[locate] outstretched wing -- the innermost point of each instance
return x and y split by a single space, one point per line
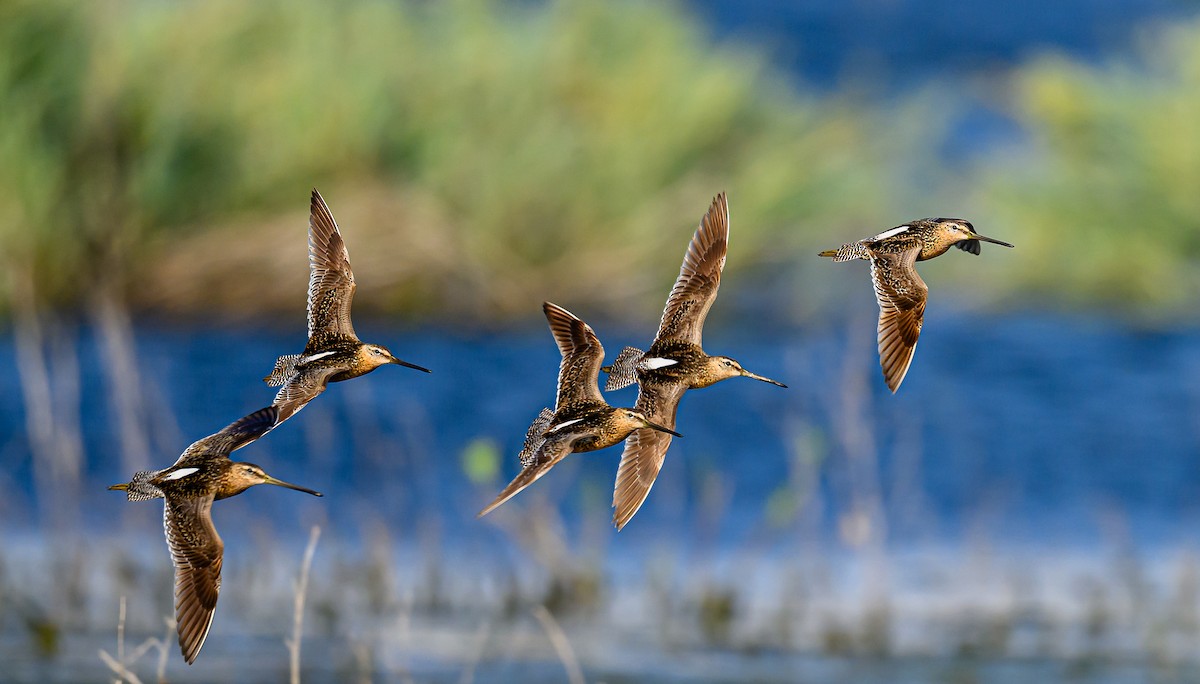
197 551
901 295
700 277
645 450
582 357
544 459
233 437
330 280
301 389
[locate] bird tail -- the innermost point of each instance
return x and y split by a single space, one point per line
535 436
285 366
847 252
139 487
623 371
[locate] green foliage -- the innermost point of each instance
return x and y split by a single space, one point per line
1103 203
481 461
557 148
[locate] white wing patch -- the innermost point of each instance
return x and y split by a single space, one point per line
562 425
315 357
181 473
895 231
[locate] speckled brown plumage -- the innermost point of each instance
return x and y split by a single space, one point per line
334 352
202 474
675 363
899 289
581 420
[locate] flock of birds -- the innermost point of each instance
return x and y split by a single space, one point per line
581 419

-=-=-

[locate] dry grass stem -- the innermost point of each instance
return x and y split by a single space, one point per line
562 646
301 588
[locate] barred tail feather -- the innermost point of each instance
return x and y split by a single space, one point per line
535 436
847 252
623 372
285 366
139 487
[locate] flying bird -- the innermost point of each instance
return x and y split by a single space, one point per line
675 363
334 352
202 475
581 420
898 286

-=-=-

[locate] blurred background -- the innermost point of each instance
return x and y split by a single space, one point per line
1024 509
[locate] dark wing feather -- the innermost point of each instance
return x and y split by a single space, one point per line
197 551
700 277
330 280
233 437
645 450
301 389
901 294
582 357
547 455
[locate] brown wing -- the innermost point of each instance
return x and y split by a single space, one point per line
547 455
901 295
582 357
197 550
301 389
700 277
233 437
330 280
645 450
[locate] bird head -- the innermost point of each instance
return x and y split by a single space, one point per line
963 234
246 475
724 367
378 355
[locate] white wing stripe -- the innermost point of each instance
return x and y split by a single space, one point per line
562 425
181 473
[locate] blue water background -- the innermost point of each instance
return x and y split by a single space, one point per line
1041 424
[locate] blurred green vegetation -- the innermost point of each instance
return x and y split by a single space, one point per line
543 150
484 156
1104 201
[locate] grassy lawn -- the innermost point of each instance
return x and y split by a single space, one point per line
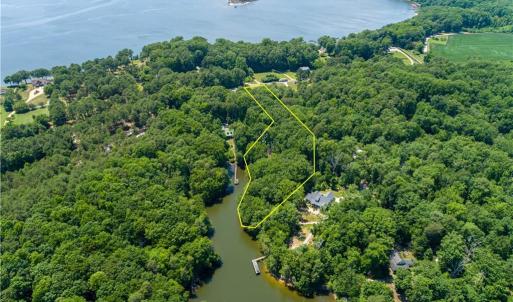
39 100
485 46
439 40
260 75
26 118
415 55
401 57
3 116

-=-=-

Count the lines in the data above that contain the string "feather", treating uppercase and lowercase letters as different. Reply with the number only.

## Complete response:
2